* REQUESTS:
1. In the hash table text, list in order the steps of the incremental resizing technique described for open-addressed tables.
2. According to the hash table text, by what kind of factor is the size grown when an open-addressed table is resized?
3. Reproduce from the hash table text everything from "However, if the" down to "any linear-time operations.".

Unlike in separate chaining, open-addressed tables may be represented in memory as a single flat array. A priori, we should expect operations on flat arrays to offer higher performance than those on linked structures due to more coherent memory accesses.¹

However, if the user wants to insert more than \(K\) keys into an open-addressed table with \(K\) buckets, the entire table must be resized. Typically, a larger array is allocated and all current keys are moved to the new table. The size is grown by a constant factor (e.g. 2x), so insertions occur in amortized constant time.

Why Not Separate Chaining?

In practice, the standard libraries of many languages provide separately chained hash tables, such as C++’s std::unordered_map. At least in C++, this choice is now considered to have been a mistake—it violates C++’s principle of not paying for features you didn’t ask for.

Separate chaining still has some purported benefits, but they seem unconvincing:

• Separately chained tables don’t require any linear-time operations.

  First, this isn’t true. To maintain a constant load factor, separate chaining hash tables also have to resize once a sufficient number of keys are inserted, though the limit can be greater than \(K\). Most separately chained tables, including std::unordered_map, only provide amortized constant time insertion.

  Second, open-addressed tables can be incrementally resized. When the table grows, there’s no reason we have to move all existing keys right away. Instead, every subsequent operation can move a fixed number of old keys into the new table. Eventually, all keys will have been moved and the old table may be deallocated. This technique incurs overhead on every operation during a resize, but none will require linear time.

• When each (key + value) entry is allocated separately, entries can have stable addresses. External code can safely store pointers to them, and large entries never have to be copied.

* RECORDS PROVIDED:
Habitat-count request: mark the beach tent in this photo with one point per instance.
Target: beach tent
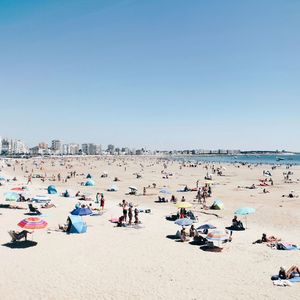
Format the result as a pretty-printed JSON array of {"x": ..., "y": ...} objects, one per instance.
[
  {"x": 11, "y": 196},
  {"x": 41, "y": 199},
  {"x": 68, "y": 193},
  {"x": 113, "y": 188},
  {"x": 218, "y": 204},
  {"x": 81, "y": 211},
  {"x": 76, "y": 225},
  {"x": 52, "y": 190},
  {"x": 90, "y": 182}
]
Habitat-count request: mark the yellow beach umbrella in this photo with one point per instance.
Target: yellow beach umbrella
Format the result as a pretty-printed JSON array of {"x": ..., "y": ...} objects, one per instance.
[{"x": 183, "y": 204}]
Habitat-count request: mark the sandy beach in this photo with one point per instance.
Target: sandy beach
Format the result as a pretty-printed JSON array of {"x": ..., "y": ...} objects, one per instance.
[{"x": 141, "y": 262}]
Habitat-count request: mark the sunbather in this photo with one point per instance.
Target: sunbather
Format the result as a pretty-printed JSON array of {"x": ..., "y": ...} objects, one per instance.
[
  {"x": 290, "y": 273},
  {"x": 236, "y": 223},
  {"x": 265, "y": 239},
  {"x": 11, "y": 206},
  {"x": 17, "y": 235}
]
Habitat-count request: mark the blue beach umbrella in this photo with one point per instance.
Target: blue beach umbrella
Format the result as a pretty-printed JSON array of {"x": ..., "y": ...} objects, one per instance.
[
  {"x": 90, "y": 182},
  {"x": 81, "y": 211},
  {"x": 184, "y": 222},
  {"x": 206, "y": 227},
  {"x": 11, "y": 196}
]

* RESULTS FOR THE EXERCISE:
1.
1. When the table grows, existing keys are not all moved right away.
2. Every subsequent operation moves a fixed number of old keys into the new table.
3. Eventually, all keys have been moved.
4. The old table may then be deallocated.

2. By a constant factor, for example 2x.

3.
However, if the user wants to insert more than \(K\) keys into an open-addressed table with \(K\) buckets, the entire table must be resized. Typically, a larger array is allocated and all current keys are moved to the new table. The size is grown by a constant factor (e.g. 2x), so insertions occur in amortized constant time.

Why Not Separate Chaining?

In practice, the standard libraries of many languages provide separately chained hash tables, such as C++’s std::unordered_map. At least in C++, this choice is now considered to have been a mistake—it violates C++’s principle of not paying for features you didn’t ask for.

Separate chaining still has some purported benefits, but they seem unconvincing:

• Separately chained tables don’t require any linear-time operations.